[[ Excerpt to read, beginning ]]
Idaho group unveils state suicide prevention plan

1 Nov

by Jamie Hale

The suicide rate in Idaho has consistently been above the national average, and has even ranked among the worst in the nation, but a group of Idahoans is taking charge and trying to turn the state around.

The Idaho Council on Suicide Prevention released the Idaho Suicide Prevention Plan on Tuesday, a report that focuses on bringing down the high suicide rate in the state with an onslaught of awareness campaigns and community education.

In 2010, Idaho’s suicide rate was 18.5, a full seven percentage points above the national average, according to the plan. Since 1995, the lowest the rate has dropped was 12.8 in 2000, still 2.4 percentage points above that year’s national average.

Organization Chair Kathie Garrett said something needs to change. Her organization was formed in 2006 by an executive order from former Governor Jim Risch, and has since fought hard to make a stand against suicide in Idaho. The new plan will hopefully be able to make a big change.

Garrett said it takes more than just ideas or legislation to make a difference. “You can’t prevent suicide in the state capital,” she said. “What it really takes is somebody who is interested in the issue, sitting down and bringing their friends and neighbors together and talking about it.”
[[ Excerpt to read, end ]]
Work item A:
In the article on Idaho's suicide prevention plan, who formed the Idaho Council on Suicide Prevention, and in what year?
Work item B:
Continue the article on Idaho's suicide prevention plan, picking up after its final quoted sentence.
These lines come from a separate source.
[[ Provided information, beginning ]]
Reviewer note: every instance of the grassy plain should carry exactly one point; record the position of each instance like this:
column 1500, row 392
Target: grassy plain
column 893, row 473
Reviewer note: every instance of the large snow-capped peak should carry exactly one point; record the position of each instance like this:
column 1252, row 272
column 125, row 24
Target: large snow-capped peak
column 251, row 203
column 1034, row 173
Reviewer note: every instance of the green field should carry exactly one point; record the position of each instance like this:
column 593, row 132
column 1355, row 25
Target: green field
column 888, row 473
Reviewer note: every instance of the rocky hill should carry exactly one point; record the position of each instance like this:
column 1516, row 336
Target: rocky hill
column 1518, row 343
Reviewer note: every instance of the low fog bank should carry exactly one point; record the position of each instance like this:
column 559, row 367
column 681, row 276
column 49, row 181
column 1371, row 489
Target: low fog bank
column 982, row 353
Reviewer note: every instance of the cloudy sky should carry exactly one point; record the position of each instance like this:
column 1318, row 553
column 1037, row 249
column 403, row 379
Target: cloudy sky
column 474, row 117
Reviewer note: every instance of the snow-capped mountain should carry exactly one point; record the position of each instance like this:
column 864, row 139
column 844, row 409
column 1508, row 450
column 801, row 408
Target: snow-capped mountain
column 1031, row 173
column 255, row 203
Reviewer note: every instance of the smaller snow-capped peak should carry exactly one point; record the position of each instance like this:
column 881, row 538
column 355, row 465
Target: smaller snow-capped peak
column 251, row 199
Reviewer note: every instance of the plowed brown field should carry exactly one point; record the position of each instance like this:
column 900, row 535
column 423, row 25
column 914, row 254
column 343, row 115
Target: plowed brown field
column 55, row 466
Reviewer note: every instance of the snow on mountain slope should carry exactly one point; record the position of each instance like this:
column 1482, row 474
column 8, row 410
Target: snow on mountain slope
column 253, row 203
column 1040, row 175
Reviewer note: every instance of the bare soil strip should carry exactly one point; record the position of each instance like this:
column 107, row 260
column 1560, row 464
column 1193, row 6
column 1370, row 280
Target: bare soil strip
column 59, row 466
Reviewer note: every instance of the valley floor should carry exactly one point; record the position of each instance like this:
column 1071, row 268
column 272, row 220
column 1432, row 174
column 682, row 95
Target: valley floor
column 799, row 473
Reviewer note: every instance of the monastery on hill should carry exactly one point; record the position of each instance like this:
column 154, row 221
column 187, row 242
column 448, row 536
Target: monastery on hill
[[ Provided information, end ]]
Written response A:
Former Governor Jim Risch formed it by executive order in 2006.

Written response B:
In fact, empowering communities to get together and develop local strategies is one of the plan’s biggest goals. Garrett said sending out a message of hope is one of the strongest things anyone can do to help.

But singling out one or two goals as more important than any others would be unfair, she said. The problems run much deeper than just disorganized communities.

Stigma, the idea that getting help is somehow bad, is another big problem facing state suicide prevention groups. “Stigma is what prevents people from seeking help when they need it, thinking that something’s wrong, somebody will say something about it,” said Garrett. “How could we run suicide prevention activites without addressing that critical issue?”

Another big issue is education. While people might know the signs and symptoms of, say, a heart attack, many don’t know the signs of a potential suicide. Getting the message into schools, the media and the public could help the problem immensely.

One of Garrett’s personal pet projects, however, is establishing a statewide suicide hotline. She said Idaho is the only state without a hotline, so groups like hers are forced to direct people to the national line, which then directs calls to places like Portland, or cities even farther away.

Garrett said of all things, the hotline could benefit people in Idaho most directly. “It’s the foundation, it does truly save lives and it’s critical in Idaho,” she said.

The state hotline already has some funding and a facility, thanks to the state National Guard, but it will take at least $220,000 to establish and run for two years. After that, it will cost $160,000 to operate annually.

But Garrett isn’t worried about the money. She said things like the hotline are a cheap investment in saving lives, and that organizations and corporations have already shown an interest. The hard part is trying to actually bring the state suicide rate down.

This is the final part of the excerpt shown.